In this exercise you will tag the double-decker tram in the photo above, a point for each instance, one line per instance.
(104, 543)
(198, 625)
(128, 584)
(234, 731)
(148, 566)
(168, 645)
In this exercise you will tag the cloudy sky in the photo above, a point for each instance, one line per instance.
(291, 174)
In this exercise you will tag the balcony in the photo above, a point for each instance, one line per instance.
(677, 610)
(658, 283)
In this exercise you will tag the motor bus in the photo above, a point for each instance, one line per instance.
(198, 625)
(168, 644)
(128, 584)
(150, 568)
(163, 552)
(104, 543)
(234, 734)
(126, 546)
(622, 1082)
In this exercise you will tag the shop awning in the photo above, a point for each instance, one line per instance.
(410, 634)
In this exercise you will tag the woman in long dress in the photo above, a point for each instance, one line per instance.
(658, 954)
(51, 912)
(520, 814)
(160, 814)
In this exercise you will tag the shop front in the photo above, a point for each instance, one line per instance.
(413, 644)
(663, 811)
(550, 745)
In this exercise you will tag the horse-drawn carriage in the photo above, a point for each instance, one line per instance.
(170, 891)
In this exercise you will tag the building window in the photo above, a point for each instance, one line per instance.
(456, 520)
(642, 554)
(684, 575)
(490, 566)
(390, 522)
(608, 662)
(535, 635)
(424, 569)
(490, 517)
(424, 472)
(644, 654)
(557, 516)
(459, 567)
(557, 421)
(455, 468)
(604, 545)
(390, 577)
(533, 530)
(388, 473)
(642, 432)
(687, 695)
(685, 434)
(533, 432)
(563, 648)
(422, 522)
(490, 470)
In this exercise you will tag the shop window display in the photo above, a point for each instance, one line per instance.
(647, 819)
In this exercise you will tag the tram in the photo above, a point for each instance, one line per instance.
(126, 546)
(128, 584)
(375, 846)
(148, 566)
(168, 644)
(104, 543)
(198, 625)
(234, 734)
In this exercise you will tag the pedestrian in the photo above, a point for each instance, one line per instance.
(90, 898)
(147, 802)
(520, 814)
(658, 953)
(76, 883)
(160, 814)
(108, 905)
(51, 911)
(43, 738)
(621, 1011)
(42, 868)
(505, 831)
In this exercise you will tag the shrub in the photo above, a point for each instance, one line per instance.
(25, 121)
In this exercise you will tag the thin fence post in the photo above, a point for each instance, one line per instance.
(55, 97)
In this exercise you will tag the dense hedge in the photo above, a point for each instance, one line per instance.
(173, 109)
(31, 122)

[Directions]
Output the records in full. Keep every character as it is.

[Solution below]
In this exercise you will tag the double-decker tram in the photo above, a point for each instance, one line per instance.
(104, 543)
(198, 625)
(128, 584)
(234, 731)
(148, 566)
(168, 645)
In this exercise you will tag the cloudy sky in the photo above, a point for each instance, one line per instance.
(291, 174)
In this exercise you will tag the balcony in the photo above, a point for each instance, one line per instance.
(677, 610)
(658, 283)
In this exercise you will tag the motor bus in the photo above, a point for each instance, one line per instance.
(198, 625)
(168, 644)
(128, 584)
(150, 568)
(163, 552)
(104, 543)
(234, 734)
(126, 546)
(622, 1082)
In this exercise you will tag the shop awning in the photo above, a point for each instance, one line per instance.
(410, 634)
In this exercise you will tag the woman in long dress in the photo above, a point for each instance, one line per instance.
(658, 954)
(51, 912)
(520, 814)
(160, 814)
In this exercise you will tag the shop front in the photo above, a point for each instance, one line per instance.
(413, 644)
(663, 811)
(550, 745)
In this exercise you will tag the horse-drawn carriage in the photo above, a point for each instance, one line per instance.
(170, 891)
In this exercise you will tag the building window in the photo above, a point for each instance, one line per instance.
(456, 520)
(642, 554)
(684, 575)
(490, 566)
(390, 522)
(608, 662)
(535, 635)
(424, 569)
(490, 517)
(424, 472)
(644, 654)
(557, 516)
(459, 567)
(557, 421)
(455, 468)
(604, 545)
(390, 577)
(533, 530)
(388, 473)
(642, 432)
(687, 695)
(685, 434)
(533, 432)
(563, 648)
(422, 522)
(490, 470)
In this exercise you will tag the shop window display in the photo above, a point for each instance, one line per instance.
(647, 819)
In this exercise you will tag the tram in the photo above, a point for each instance, one line per instance.
(126, 546)
(128, 584)
(375, 846)
(148, 566)
(168, 644)
(104, 543)
(198, 625)
(234, 734)
In this exercise you will tag the pedestrian in the photo above, a point for each instance, one line per instance.
(90, 898)
(147, 802)
(520, 814)
(658, 953)
(76, 883)
(160, 814)
(108, 905)
(51, 911)
(43, 738)
(621, 1011)
(42, 868)
(505, 831)
In this exercise you will tag the shrub in the photo above, a point for each instance, one line per instance.
(25, 121)
In this exercise you will tag the thin fence post in the photo above, a point for each instance, one line per instance.
(55, 97)
In this exercise you will tag the dense hedge in the photo above, a point for each instance, one line per instance.
(173, 109)
(31, 122)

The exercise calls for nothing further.